▶ _Document excerpt_:
* * * * *
[Python] Move symbolic_shape_infer from nuphar to tools (#5162)

* [Python] Move symbolic shape inference from nuphar to tools

* Fix PEP8 ERROR

docs/execution_providers/Nuphar-ExecutionProvider.md

@@ -148,7 +148,7 @@ sess = onnxruntime.InferenceSession(model_path)
 
     To save runtime JIT cost, Nuphar requires models to have shape inference information from ONNX after model is loaded. Some nodes in ONNX can generate dynamic output tensor shapes from input data value, i.e. ConstantOfShape, Tile, Slice in opset 10, Compress, etc. Those ops may block ONNX shape inference and make the part of graph after such nodes not runnable in Nuphar.
* * * * *
▶ _Entries_:
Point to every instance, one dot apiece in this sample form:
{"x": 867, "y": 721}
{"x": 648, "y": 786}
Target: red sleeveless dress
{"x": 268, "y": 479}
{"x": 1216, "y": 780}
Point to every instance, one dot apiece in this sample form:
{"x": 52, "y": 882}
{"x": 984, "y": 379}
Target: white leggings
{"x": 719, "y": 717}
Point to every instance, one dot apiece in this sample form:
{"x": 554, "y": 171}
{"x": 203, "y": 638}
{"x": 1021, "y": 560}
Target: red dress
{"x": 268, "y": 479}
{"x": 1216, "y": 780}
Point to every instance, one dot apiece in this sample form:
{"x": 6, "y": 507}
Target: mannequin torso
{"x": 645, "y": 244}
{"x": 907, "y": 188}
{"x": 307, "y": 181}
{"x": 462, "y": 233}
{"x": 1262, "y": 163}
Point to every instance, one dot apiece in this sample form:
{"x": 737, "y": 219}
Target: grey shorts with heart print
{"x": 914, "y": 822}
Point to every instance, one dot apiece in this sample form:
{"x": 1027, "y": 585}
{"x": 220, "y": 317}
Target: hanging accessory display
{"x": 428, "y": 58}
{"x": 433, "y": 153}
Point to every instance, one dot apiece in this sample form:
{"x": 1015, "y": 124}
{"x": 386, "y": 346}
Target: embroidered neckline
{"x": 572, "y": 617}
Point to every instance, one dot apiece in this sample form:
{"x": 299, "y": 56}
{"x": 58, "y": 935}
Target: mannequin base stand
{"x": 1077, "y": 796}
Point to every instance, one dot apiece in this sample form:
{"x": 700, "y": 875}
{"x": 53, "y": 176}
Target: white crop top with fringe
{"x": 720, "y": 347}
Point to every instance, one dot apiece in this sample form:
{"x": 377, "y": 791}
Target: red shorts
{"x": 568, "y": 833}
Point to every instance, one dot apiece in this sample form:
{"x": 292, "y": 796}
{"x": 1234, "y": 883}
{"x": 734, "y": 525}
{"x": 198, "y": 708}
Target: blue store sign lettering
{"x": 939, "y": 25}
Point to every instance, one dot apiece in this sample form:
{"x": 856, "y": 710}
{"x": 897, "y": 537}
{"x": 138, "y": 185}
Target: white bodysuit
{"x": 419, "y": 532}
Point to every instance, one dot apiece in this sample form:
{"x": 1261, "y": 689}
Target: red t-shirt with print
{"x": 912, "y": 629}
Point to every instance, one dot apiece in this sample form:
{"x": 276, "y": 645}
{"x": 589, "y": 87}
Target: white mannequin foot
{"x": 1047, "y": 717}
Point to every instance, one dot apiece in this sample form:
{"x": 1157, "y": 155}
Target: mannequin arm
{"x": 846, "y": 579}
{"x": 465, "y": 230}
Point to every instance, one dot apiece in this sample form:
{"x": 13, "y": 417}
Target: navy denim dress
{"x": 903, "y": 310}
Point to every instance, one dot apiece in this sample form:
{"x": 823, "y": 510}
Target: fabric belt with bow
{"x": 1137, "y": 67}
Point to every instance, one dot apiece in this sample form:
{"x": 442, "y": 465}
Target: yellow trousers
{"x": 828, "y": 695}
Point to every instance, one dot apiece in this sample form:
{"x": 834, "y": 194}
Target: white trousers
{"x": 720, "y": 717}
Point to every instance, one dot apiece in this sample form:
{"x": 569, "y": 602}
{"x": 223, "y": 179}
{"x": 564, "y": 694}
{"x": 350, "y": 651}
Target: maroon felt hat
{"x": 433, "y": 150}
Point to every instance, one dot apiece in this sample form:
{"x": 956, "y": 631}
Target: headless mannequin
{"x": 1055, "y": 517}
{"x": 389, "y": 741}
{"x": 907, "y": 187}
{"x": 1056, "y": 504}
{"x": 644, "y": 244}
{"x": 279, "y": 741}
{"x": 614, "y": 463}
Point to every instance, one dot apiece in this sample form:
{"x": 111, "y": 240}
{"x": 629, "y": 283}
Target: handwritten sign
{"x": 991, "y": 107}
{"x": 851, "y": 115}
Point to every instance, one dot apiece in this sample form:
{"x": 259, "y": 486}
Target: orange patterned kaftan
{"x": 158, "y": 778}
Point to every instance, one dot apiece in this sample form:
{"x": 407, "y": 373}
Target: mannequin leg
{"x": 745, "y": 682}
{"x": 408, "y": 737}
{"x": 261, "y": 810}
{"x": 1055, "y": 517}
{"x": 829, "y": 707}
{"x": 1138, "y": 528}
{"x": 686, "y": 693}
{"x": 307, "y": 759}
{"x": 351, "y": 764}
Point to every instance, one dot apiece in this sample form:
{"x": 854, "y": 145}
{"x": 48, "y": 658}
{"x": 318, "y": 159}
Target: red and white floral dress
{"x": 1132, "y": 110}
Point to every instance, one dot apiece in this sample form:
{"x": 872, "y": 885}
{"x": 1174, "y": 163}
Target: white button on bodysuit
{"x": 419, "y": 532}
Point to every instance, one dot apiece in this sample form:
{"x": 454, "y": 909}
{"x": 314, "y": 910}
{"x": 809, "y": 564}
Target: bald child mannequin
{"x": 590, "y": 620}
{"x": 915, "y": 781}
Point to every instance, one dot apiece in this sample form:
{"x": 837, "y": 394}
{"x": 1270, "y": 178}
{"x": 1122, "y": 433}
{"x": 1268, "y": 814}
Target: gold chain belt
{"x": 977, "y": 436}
* * * * *
▶ _Requirements_:
1/ For the Nuphar commit excerpt, decide whether each statement agrees with it, and support each yes or no with the deciding words quoted from the excerpt.
(a) Nuphar requires models to have shape inference information from ONNX before the model is loaded.
(b) Symbolic shape inference is moved from nuphar to tools.
(c) Ops that generate dynamic output tensor shapes may block ONNX shape inference.
2/ Render this sentence from the Nuphar commit excerpt in Spanish: "Those ops may block ONNX shape inference and make the part of graph after such nodes not runnable in Nuphar."

▶ _The answers_:
1/
(a) No: "Nuphar requires models to have shape inference information from ONNX after model is loaded."
(b) Yes: "Move symbolic shape inference from nuphar to tools"
(c) Yes: "Those ops may block ONNX shape inference"

2/ Esas operaciones pueden bloquear la inferencia de formas de ONNX y hacer que la parte del grafo posterior a dichos nodos no se pueda ejecutar en Nuphar.